[The problem]
Please put the lines in the stretch from the line containing "Find the downspout;" through the line containing "138 155 L 138" into a Markdown table with the columns Row and Line, leaving out blank lines. Include both end lines and nothing else.

* Start Records supplied *

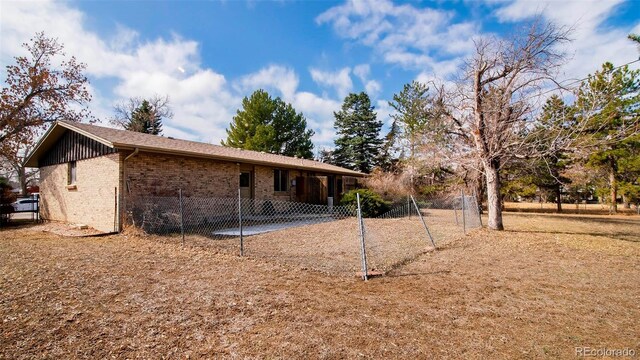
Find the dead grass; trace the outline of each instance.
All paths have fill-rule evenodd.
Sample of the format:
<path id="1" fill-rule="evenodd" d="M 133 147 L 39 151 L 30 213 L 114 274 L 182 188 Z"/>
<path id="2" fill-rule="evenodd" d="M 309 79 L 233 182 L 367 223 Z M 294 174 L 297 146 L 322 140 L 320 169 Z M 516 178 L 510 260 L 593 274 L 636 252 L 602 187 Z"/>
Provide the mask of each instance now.
<path id="1" fill-rule="evenodd" d="M 557 213 L 556 203 L 551 202 L 506 202 L 504 204 L 504 210 L 510 212 L 527 212 L 527 213 L 541 213 L 552 214 Z M 563 214 L 583 214 L 583 215 L 608 215 L 609 205 L 606 204 L 562 204 Z M 625 209 L 622 205 L 618 204 L 619 215 L 637 215 L 638 209 L 633 206 L 630 209 Z"/>
<path id="2" fill-rule="evenodd" d="M 5 230 L 0 358 L 640 351 L 637 217 L 508 214 L 505 224 L 366 283 L 175 239 Z"/>

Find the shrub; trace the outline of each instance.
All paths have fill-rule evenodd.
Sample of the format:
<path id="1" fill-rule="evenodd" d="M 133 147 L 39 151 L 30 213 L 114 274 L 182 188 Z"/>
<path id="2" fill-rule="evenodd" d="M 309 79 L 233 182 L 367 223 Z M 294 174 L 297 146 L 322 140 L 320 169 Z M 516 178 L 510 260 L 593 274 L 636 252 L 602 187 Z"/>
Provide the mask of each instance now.
<path id="1" fill-rule="evenodd" d="M 391 209 L 391 204 L 369 189 L 351 190 L 344 194 L 340 205 L 358 206 L 356 194 L 360 194 L 360 208 L 363 217 L 376 217 Z"/>

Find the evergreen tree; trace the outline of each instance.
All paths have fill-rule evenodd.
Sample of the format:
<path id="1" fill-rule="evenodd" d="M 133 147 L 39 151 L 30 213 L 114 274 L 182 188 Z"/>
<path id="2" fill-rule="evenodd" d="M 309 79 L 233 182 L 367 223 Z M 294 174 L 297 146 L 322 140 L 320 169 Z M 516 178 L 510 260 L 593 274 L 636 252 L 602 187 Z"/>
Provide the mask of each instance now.
<path id="1" fill-rule="evenodd" d="M 563 176 L 564 170 L 570 164 L 569 154 L 562 148 L 555 147 L 553 139 L 557 132 L 575 126 L 574 111 L 557 95 L 551 96 L 542 107 L 542 114 L 538 118 L 537 147 L 544 156 L 534 158 L 530 164 L 528 178 L 543 190 L 550 190 L 555 195 L 558 212 L 562 211 L 562 186 L 570 183 L 570 179 Z"/>
<path id="2" fill-rule="evenodd" d="M 131 120 L 124 125 L 124 128 L 129 131 L 160 135 L 162 133 L 162 118 L 149 104 L 149 101 L 143 100 L 142 104 L 133 110 Z"/>
<path id="3" fill-rule="evenodd" d="M 313 158 L 313 130 L 304 115 L 280 98 L 256 90 L 242 100 L 222 145 L 273 154 Z"/>
<path id="4" fill-rule="evenodd" d="M 582 142 L 596 148 L 587 165 L 607 172 L 611 210 L 616 212 L 623 165 L 635 163 L 640 147 L 640 70 L 603 64 L 581 85 L 576 107 L 584 127 Z"/>
<path id="5" fill-rule="evenodd" d="M 407 155 L 404 165 L 410 175 L 411 191 L 414 192 L 418 169 L 423 168 L 419 154 L 424 152 L 427 143 L 436 146 L 442 143 L 443 129 L 439 129 L 434 99 L 425 84 L 418 81 L 405 84 L 400 93 L 393 95 L 389 105 L 396 110 L 391 117 L 397 124 L 396 137 L 400 150 Z M 438 171 L 439 167 L 431 170 Z"/>
<path id="6" fill-rule="evenodd" d="M 369 96 L 349 94 L 342 109 L 334 112 L 338 138 L 333 152 L 334 163 L 347 169 L 369 173 L 379 160 L 382 122 L 376 118 Z"/>

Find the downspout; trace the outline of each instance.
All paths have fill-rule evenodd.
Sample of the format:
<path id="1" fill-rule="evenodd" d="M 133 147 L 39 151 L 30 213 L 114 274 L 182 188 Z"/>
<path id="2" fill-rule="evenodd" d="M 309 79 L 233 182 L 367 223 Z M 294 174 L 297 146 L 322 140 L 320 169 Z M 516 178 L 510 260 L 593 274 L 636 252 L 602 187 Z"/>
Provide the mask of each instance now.
<path id="1" fill-rule="evenodd" d="M 138 155 L 138 152 L 140 151 L 140 148 L 136 147 L 133 152 L 131 154 L 129 154 L 126 158 L 124 158 L 124 160 L 122 161 L 122 184 L 120 184 L 120 205 L 122 205 L 123 203 L 126 204 L 126 196 L 127 196 L 127 160 L 131 159 L 132 157 Z M 122 223 L 124 222 L 124 214 L 122 213 L 122 206 L 118 207 L 118 212 L 119 214 L 119 219 L 120 219 L 120 223 L 118 224 L 118 232 L 122 231 Z"/>

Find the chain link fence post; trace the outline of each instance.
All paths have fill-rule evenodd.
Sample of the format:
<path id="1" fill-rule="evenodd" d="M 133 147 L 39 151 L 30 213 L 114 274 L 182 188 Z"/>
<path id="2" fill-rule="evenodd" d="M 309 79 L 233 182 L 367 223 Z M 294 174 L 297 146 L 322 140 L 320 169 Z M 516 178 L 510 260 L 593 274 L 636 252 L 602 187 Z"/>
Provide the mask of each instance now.
<path id="1" fill-rule="evenodd" d="M 364 242 L 364 222 L 362 220 L 362 209 L 360 208 L 360 194 L 356 194 L 356 200 L 358 202 L 358 224 L 360 226 L 360 253 L 362 256 L 362 279 L 364 281 L 368 280 L 367 276 L 367 251 L 365 249 Z"/>
<path id="2" fill-rule="evenodd" d="M 462 202 L 462 231 L 467 235 L 466 208 L 464 206 L 464 190 L 460 190 L 460 201 Z"/>
<path id="3" fill-rule="evenodd" d="M 242 194 L 238 189 L 238 228 L 240 230 L 240 256 L 244 256 L 244 237 L 242 236 Z"/>
<path id="4" fill-rule="evenodd" d="M 476 208 L 478 209 L 478 221 L 480 222 L 480 227 L 482 227 L 482 211 L 480 211 L 480 206 L 482 204 L 482 199 L 478 199 L 478 193 L 473 190 L 473 198 L 476 200 Z"/>
<path id="5" fill-rule="evenodd" d="M 178 189 L 180 200 L 180 233 L 182 234 L 182 246 L 184 247 L 184 206 L 182 204 L 182 189 Z"/>
<path id="6" fill-rule="evenodd" d="M 416 212 L 418 213 L 418 217 L 422 221 L 422 225 L 424 226 L 424 229 L 427 231 L 427 235 L 429 235 L 429 240 L 431 240 L 431 244 L 433 245 L 433 248 L 435 249 L 436 242 L 433 240 L 433 236 L 431 236 L 431 232 L 429 231 L 429 227 L 427 226 L 427 223 L 424 221 L 424 218 L 422 217 L 422 213 L 420 212 L 420 208 L 418 207 L 418 204 L 416 203 L 416 199 L 413 198 L 413 195 L 411 195 L 411 201 L 413 202 L 413 206 L 415 206 L 415 208 L 416 208 Z M 411 211 L 411 209 L 409 209 L 409 211 Z"/>

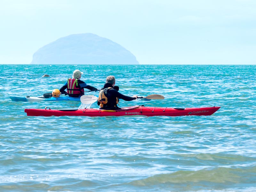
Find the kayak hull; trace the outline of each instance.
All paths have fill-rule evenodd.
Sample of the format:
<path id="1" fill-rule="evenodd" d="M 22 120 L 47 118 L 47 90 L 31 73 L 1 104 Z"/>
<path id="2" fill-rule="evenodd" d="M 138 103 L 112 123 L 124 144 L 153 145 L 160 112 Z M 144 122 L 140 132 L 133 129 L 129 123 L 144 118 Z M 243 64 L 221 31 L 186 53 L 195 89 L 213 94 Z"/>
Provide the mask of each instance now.
<path id="1" fill-rule="evenodd" d="M 25 109 L 28 116 L 121 116 L 140 115 L 148 116 L 209 116 L 214 113 L 220 107 L 200 108 L 173 108 L 169 107 L 157 107 L 136 106 L 121 108 L 120 110 L 103 110 L 89 108 L 76 109 Z"/>
<path id="2" fill-rule="evenodd" d="M 10 96 L 12 101 L 23 101 L 24 102 L 40 102 L 40 101 L 74 101 L 81 102 L 80 98 L 74 98 L 65 96 L 60 97 L 37 97 L 27 96 L 25 97 Z"/>

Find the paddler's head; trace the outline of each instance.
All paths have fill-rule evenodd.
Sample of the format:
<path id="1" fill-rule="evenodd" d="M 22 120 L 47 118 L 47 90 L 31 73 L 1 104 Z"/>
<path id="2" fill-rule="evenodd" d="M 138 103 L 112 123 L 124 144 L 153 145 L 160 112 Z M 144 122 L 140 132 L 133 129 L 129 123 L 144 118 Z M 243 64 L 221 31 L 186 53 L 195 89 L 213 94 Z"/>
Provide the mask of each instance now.
<path id="1" fill-rule="evenodd" d="M 76 69 L 73 72 L 73 78 L 79 79 L 81 78 L 81 75 L 84 74 L 84 73 L 81 72 L 79 70 Z"/>
<path id="2" fill-rule="evenodd" d="M 60 97 L 60 92 L 58 89 L 53 89 L 52 94 L 52 97 Z"/>
<path id="3" fill-rule="evenodd" d="M 116 78 L 113 75 L 109 76 L 106 79 L 106 83 L 109 83 L 114 87 L 116 84 Z"/>

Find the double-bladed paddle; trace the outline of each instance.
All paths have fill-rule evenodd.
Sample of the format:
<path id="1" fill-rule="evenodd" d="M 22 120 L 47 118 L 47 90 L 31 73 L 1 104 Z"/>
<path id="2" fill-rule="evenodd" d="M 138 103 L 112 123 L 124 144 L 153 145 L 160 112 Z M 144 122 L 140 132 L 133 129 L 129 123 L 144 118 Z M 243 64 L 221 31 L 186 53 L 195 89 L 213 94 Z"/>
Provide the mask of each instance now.
<path id="1" fill-rule="evenodd" d="M 164 99 L 164 97 L 161 95 L 153 94 L 147 97 L 138 97 L 137 99 L 141 99 L 146 101 L 149 101 L 152 99 Z M 92 103 L 98 100 L 98 98 L 93 95 L 83 95 L 80 98 L 81 102 L 84 104 Z"/>
<path id="2" fill-rule="evenodd" d="M 85 91 L 84 92 L 91 92 L 91 91 Z M 44 97 L 52 97 L 52 92 L 51 93 L 44 93 L 43 95 L 43 96 Z M 62 95 L 63 94 L 64 94 L 64 93 L 60 93 L 61 95 Z"/>

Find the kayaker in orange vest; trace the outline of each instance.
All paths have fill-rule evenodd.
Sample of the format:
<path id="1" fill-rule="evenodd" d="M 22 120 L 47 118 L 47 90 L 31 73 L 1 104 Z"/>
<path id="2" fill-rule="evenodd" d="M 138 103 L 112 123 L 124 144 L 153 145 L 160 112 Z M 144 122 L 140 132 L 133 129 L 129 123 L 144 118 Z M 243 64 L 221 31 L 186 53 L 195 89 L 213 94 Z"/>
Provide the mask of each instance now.
<path id="1" fill-rule="evenodd" d="M 87 85 L 84 82 L 80 80 L 81 75 L 84 73 L 79 70 L 76 70 L 73 72 L 72 78 L 69 78 L 65 83 L 64 85 L 60 89 L 60 92 L 62 94 L 68 95 L 72 97 L 80 97 L 84 94 L 84 88 L 95 92 L 99 89 L 94 87 Z M 65 90 L 67 89 L 67 91 Z"/>
<path id="2" fill-rule="evenodd" d="M 132 101 L 137 99 L 137 95 L 133 97 L 125 96 L 121 94 L 115 89 L 116 79 L 113 76 L 108 76 L 103 88 L 100 90 L 98 105 L 100 108 L 105 109 L 118 109 L 119 99 L 125 101 Z M 118 89 L 119 90 L 119 89 Z"/>

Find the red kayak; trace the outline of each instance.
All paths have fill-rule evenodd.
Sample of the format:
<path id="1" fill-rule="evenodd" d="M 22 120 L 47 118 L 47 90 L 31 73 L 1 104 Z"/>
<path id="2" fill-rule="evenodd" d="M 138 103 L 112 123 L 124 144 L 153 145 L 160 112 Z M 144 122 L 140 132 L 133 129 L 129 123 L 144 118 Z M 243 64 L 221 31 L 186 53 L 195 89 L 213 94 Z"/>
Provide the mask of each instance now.
<path id="1" fill-rule="evenodd" d="M 121 108 L 116 110 L 105 110 L 95 108 L 84 109 L 25 109 L 28 116 L 120 116 L 143 115 L 146 116 L 179 116 L 188 115 L 211 115 L 220 107 L 200 108 L 177 108 L 169 107 L 145 107 L 137 105 Z"/>

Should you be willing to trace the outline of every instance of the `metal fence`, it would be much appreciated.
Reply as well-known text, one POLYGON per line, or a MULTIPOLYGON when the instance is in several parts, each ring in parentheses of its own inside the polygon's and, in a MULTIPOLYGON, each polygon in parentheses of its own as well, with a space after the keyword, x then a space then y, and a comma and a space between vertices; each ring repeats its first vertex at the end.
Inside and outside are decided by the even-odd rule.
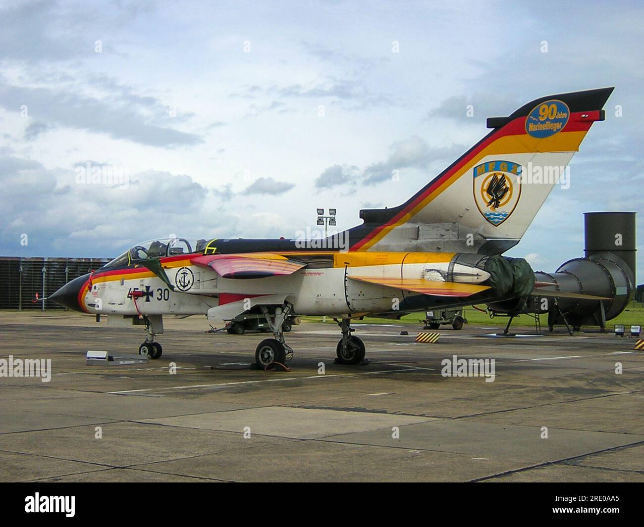
POLYGON ((64 309, 54 302, 39 300, 70 280, 98 269, 109 258, 23 258, 0 257, 0 309, 64 309))

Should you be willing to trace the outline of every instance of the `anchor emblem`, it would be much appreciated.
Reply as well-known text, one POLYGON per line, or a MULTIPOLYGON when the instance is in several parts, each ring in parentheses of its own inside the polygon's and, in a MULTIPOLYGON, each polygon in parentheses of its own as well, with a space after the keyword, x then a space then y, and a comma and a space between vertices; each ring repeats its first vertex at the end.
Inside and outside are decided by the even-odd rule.
POLYGON ((176 272, 175 282, 179 291, 188 291, 194 283, 194 275, 187 267, 182 267, 176 272))

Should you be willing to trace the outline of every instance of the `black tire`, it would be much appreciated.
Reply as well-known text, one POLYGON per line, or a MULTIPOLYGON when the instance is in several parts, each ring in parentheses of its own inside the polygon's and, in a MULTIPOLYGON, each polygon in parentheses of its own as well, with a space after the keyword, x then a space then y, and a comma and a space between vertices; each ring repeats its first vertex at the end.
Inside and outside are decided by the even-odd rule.
POLYGON ((158 342, 152 343, 152 355, 150 356, 150 358, 156 360, 157 358, 161 358, 161 355, 163 353, 163 347, 161 346, 158 342))
POLYGON ((152 358, 154 349, 151 342, 144 342, 138 347, 138 355, 146 358, 152 358))
POLYGON ((365 343, 354 335, 349 337, 349 343, 345 354, 343 355, 342 353, 341 338, 336 348, 336 355, 337 356, 338 362, 342 364, 357 364, 359 362, 361 362, 365 360, 366 352, 365 343))
POLYGON ((245 331, 246 328, 244 327, 244 325, 239 322, 235 322, 231 326, 231 333, 232 335, 243 335, 245 331))
POLYGON ((255 362, 262 369, 272 362, 286 362, 286 350, 279 340, 265 338, 255 349, 255 362))

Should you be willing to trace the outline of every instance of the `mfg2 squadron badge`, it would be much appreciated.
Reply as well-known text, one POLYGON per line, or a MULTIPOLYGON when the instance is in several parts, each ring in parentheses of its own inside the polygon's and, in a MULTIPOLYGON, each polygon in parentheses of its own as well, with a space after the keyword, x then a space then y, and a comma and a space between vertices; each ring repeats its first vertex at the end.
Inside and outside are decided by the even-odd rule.
POLYGON ((510 217, 521 196, 521 165, 488 161, 474 167, 474 201, 483 217, 495 227, 510 217))

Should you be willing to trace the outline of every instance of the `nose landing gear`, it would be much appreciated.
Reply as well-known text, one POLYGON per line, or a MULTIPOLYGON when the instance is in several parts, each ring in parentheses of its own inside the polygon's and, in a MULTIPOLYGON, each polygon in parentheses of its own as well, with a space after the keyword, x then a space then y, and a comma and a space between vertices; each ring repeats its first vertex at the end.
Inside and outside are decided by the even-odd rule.
POLYGON ((157 333, 163 333, 163 317, 160 315, 143 315, 146 324, 146 341, 138 347, 138 355, 153 360, 160 358, 163 347, 155 342, 157 333))
POLYGON ((277 364, 284 365, 287 360, 293 358, 293 348, 284 340, 284 320, 287 319, 293 308, 289 302, 285 302, 281 308, 275 310, 275 315, 269 313, 265 306, 260 306, 261 312, 273 332, 274 338, 265 338, 255 349, 255 362, 257 367, 265 369, 269 365, 277 364))

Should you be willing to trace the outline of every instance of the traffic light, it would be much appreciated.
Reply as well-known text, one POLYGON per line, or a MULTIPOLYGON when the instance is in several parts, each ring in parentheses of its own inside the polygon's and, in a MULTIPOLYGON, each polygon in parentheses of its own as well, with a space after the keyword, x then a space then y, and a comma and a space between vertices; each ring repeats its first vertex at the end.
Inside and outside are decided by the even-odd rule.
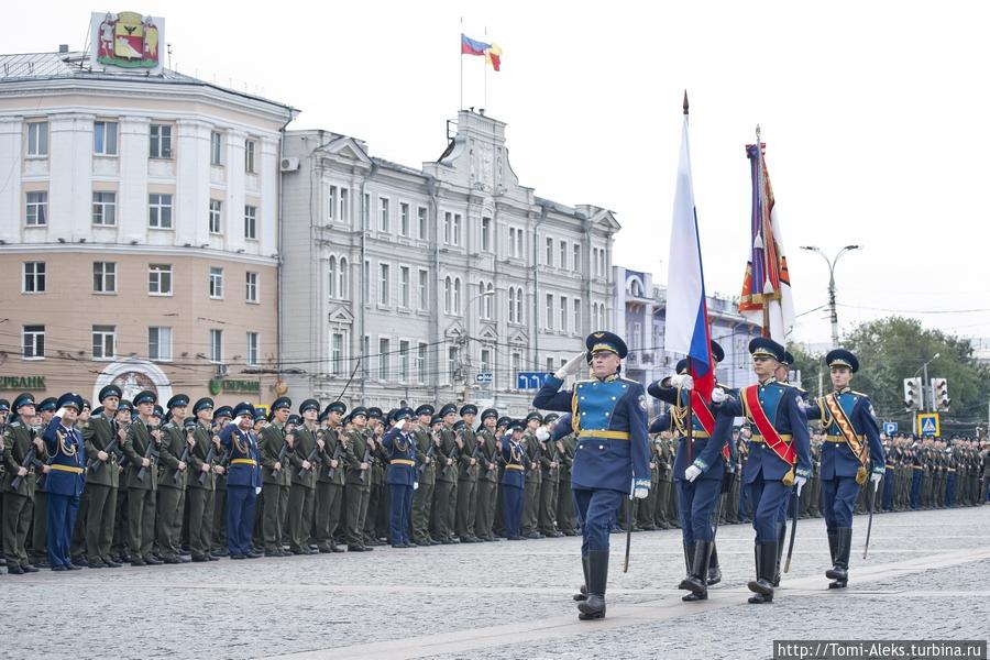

* End Records supplied *

[Output below]
| Row | Line |
|---|---|
| 1 | Find the downspout; trace the outline of each instance. |
| 2 | All paths have fill-rule evenodd. |
| 3 | Sample of the format: |
| 4 | <path id="1" fill-rule="evenodd" d="M 133 147 L 39 151 L 30 213 L 114 274 L 182 188 Z"/> |
| 5 | <path id="2" fill-rule="evenodd" d="M 309 79 L 233 182 L 367 223 Z M 294 174 L 297 146 L 322 140 L 320 169 Z M 516 178 L 510 260 L 593 274 L 636 252 L 602 187 Z"/> |
| 6 | Provide the mask of each instance now. |
| 7 | <path id="1" fill-rule="evenodd" d="M 138 155 L 138 152 L 140 151 L 140 148 L 136 147 L 133 152 L 131 154 L 129 154 L 126 158 L 124 158 L 124 160 L 122 161 L 122 184 L 120 184 L 120 205 L 122 205 L 123 203 L 126 204 L 126 196 L 127 196 L 127 160 L 131 159 L 132 157 Z M 122 223 L 124 222 L 124 214 L 122 213 L 122 206 L 118 207 L 118 212 L 119 214 L 119 219 L 120 219 L 120 223 L 118 224 L 118 232 L 122 231 Z"/> |